[AIM OF THE EXERCISE]: In the passage about government-made malware, at which conference did Mikko Hypponen speak?

Segment Start: READING PASSAGE

"A surprising number of governments are now deploying their own custom malware and the end result could be chaos for the rest of us, F-Secure's malware chief Mikko Hypponen told the TrustyCon ( https://www.trustycon.org/ ) conference in San Francisco on Thursday.
'Governments writing viruses: today we sort of take that for granted but 10 years ago that would have been science fiction,' he told the public conference. 'If someone had come to me ten years ago and told me that by 2014 it will be commonplace for democratic Western governments to write viruses and actively deploy them against other governments, even friendly governments, I would have thought it was a movie plot. But that's exactly where we are today.'
http://www.scmagazine.com/trustycon-malware-expert -mikko-hypponen-kicks-off-conference-on-trust/arti cle/336089/"
The kernel isn't the single point of failure that you think. Just because I might run Debian doesn't mean that I am necessarily running a kernel packaged and released by Debian. We can, and some of us do, "roll out own" kernels. An exploit that exists on one Debian box, may not exist on another Debian box. And, of course, there are differences between distros. The paranoid who compiles all of his own software from source may share some vulnerabilities with the larger community, or he may even introduce some unique vulnerabilities, but you can't count on much or anything.

Segment End: READING PASSAGE
Segment Start: RECORDS

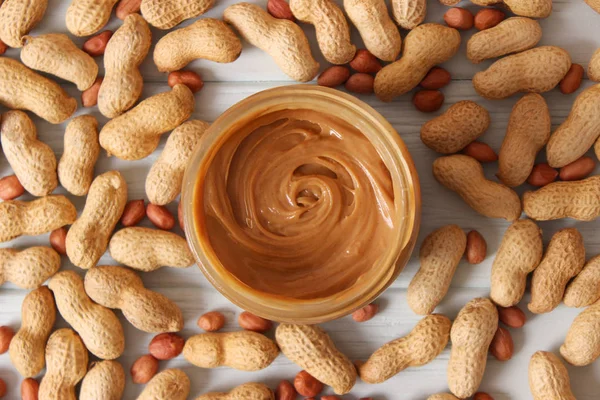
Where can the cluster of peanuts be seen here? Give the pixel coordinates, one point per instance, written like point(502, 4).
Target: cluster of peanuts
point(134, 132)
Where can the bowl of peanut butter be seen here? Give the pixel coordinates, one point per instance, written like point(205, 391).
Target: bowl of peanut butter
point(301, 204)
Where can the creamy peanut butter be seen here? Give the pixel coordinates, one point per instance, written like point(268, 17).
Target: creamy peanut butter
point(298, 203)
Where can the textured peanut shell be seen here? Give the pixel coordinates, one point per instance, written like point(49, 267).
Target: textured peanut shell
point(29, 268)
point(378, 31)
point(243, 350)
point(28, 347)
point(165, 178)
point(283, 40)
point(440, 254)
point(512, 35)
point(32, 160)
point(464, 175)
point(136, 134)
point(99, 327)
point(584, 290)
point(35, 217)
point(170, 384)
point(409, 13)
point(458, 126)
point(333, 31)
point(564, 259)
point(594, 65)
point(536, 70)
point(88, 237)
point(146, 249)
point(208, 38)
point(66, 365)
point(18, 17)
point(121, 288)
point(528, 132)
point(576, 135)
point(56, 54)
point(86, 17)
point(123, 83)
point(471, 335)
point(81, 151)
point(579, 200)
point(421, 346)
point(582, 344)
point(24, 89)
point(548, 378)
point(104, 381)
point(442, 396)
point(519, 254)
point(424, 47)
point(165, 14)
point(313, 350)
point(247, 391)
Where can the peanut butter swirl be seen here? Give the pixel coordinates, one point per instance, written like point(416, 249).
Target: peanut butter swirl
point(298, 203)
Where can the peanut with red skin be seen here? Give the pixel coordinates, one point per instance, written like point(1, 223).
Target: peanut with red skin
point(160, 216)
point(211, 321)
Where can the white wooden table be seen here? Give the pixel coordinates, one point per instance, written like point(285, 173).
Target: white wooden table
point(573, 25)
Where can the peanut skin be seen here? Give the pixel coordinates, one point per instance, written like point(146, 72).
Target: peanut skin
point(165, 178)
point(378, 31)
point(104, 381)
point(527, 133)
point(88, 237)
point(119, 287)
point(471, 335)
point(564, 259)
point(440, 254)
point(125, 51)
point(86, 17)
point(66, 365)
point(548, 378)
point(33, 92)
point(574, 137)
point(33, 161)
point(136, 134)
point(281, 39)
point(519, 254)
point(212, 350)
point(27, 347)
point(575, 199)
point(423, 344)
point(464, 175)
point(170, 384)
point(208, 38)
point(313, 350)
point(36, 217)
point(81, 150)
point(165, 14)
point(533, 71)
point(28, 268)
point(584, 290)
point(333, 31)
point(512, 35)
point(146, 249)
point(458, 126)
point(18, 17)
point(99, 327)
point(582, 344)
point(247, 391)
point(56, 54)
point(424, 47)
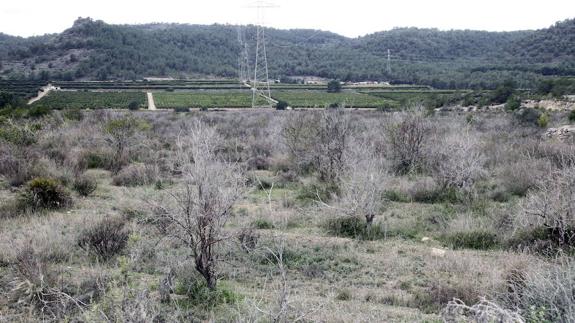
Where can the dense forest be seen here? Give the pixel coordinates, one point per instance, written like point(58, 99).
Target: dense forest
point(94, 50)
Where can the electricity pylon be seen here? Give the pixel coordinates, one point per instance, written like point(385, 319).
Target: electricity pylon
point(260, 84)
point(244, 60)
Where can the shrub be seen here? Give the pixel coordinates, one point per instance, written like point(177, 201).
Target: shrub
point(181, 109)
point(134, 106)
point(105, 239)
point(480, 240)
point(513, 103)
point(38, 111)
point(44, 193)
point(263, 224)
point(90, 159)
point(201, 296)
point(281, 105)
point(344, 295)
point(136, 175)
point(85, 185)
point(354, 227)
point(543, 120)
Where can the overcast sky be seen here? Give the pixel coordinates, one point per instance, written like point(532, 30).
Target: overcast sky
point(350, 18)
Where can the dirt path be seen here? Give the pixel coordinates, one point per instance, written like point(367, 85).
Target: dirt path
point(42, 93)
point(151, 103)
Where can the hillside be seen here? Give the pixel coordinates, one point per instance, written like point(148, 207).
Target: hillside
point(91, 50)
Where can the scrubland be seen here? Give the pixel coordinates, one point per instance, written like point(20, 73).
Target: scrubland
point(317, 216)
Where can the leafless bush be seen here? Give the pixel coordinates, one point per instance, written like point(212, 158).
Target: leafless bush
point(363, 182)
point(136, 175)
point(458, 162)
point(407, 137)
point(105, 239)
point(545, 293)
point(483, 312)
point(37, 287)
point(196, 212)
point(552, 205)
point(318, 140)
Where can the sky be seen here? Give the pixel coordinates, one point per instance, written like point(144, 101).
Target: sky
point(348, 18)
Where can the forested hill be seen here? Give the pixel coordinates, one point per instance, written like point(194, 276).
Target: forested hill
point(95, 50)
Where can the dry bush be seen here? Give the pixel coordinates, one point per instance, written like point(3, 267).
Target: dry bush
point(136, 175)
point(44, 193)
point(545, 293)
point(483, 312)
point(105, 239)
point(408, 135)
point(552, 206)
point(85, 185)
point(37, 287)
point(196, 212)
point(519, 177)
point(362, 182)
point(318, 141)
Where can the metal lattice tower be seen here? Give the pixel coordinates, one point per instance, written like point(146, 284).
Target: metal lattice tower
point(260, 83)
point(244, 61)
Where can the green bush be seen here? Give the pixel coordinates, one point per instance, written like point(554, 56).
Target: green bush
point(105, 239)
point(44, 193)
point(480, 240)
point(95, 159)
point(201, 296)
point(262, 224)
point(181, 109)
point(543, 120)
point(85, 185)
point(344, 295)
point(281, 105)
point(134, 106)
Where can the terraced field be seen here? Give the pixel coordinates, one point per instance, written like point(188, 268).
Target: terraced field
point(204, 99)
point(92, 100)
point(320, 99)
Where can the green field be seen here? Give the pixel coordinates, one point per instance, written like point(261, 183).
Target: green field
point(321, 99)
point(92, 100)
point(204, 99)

Segment End: RECORDS
Segment Start: RECORDS

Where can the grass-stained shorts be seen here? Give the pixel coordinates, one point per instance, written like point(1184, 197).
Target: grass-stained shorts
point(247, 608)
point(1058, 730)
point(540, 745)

Segment End: RECORDS

[SOLUTION BELOW]: TrustyCon, in San Francisco.